Description of the task » In the passage about Black women and the toll of constant fighting, reproduce the words from "By Kandace Kyere, MSW/LSW" to "define racial trauma." verbatim.

++++ Provided text ++++

By Kandace Kyere, MSW/LSW

“And I said to my body, softly, ‘I want to be your friend.’ It took a long breath and replied, ‘I’ve been waiting my whole life for this.” Nayyirah Waheed

A few years ago, a friend and I were talking about how, as people who live in Black bodies, we often struggle to accept that not everything has to be a fight. So much of what it has historically meant to be Black and female—both across generations and across the globe—has been to fight. Fight for our freedom. Fight to be seen, fight to be heard, fight to achieve, fight to be worthy, and fight to be equal. 

This constant fight can be exhausting and can activate an ongoing stress response in our bodies. This is especially true when navigating predominantly white institutions, as explored in the research study White People Stress Me Out All the Time: Black Students define racial trauma. 

What is your relationship to fighting, and how has it impacted your body, mind, and emotions? 

Dr. Resmaa Menakem, therapist and author of My Grandmother’s Hands: Racialized Trauma and the Pathway to Mending Our Hearts and Bodies (2017), further confirms how perpetual fight-mode takes a toll on the Black body. In his book, he offers a robust selection of body-centered practices that can help you to recenter yourself. Menakem reminds readers:

“White-body supremacy doesn’t live just in our thinking brains. It lives and breathes in our bodies. Our deepest emotions involve the activation of a single bodily structure: our soul nerve (or vagus nerve). This nerve is connected to our lizard brain, which is concerned solely with survival and protection. Our lizard brain only has four basic commands: rest, fight, flee, or freeze.” (p. 25). 

After the conversation with my friend, we both realized that many years of conditioning had caused us to overlook moments when we could have stepped back. Moments when we could have softened, trusted that something more Divine was at work, and allowed ourselves to rest.

++++ Dataset content ++++

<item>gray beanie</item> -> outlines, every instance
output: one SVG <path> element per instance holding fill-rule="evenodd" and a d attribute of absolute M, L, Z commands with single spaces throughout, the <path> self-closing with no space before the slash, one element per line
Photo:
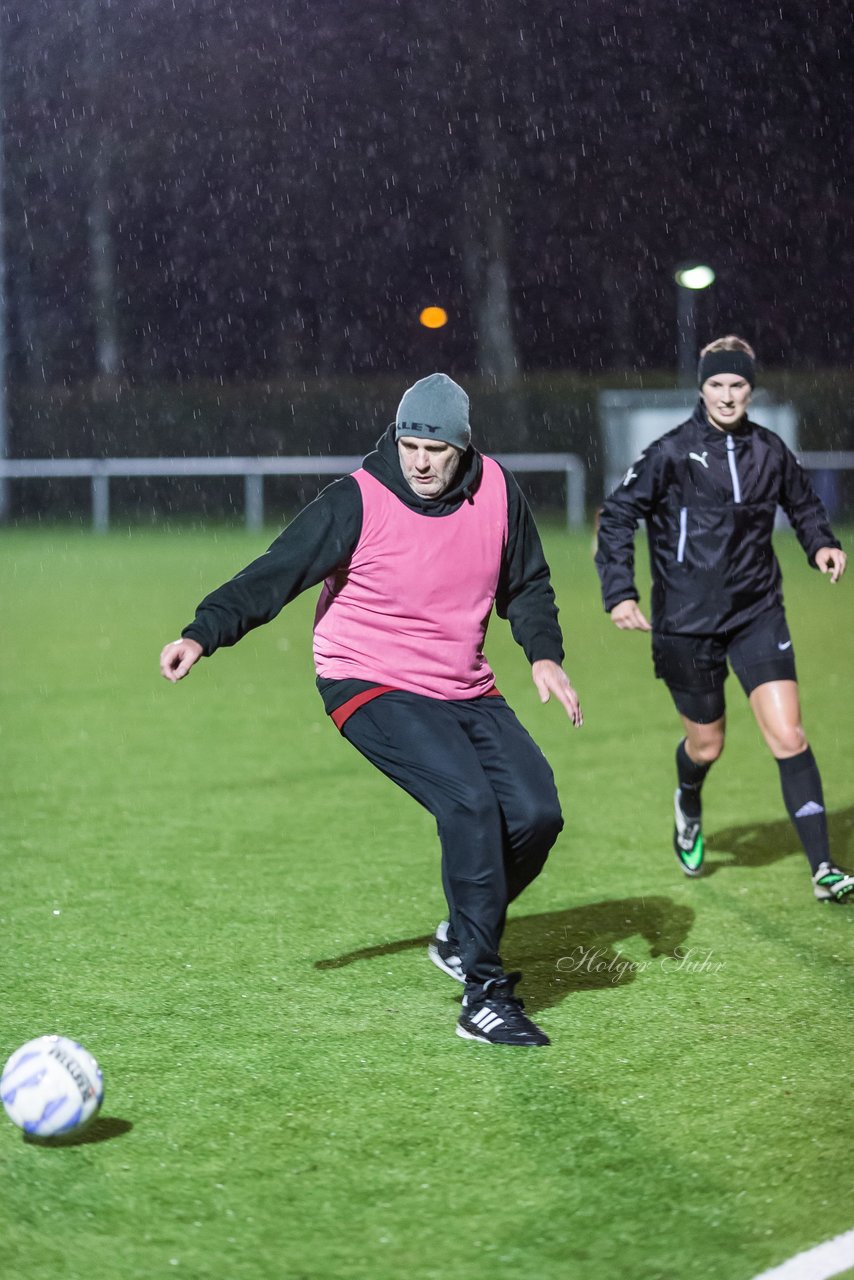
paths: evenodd
<path fill-rule="evenodd" d="M 447 374 L 421 378 L 397 406 L 394 439 L 424 435 L 466 449 L 471 443 L 469 397 Z"/>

++++

Written answer »
By Kandace Kyere, MSW/LSW

“And I said to my body, softly, ‘I want to be your friend.’ It took a long breath and replied, ‘I’ve been waiting my whole life for this.” Nayyirah Waheed

A few years ago, a friend and I were talking about how, as people who live in Black bodies, we often struggle to accept that not everything has to be a fight. So much of what it has historically meant to be Black and female—both across generations and across the globe—has been to fight. Fight for our freedom. Fight to be seen, fight to be heard, fight to achieve, fight to be worthy, and fight to be equal. 

This constant fight can be exhausting and can activate an ongoing stress response in our bodies. This is especially true when navigating predominantly white institutions, as explored in the research study White People Stress Me Out All the Time: Black Students define racial trauma.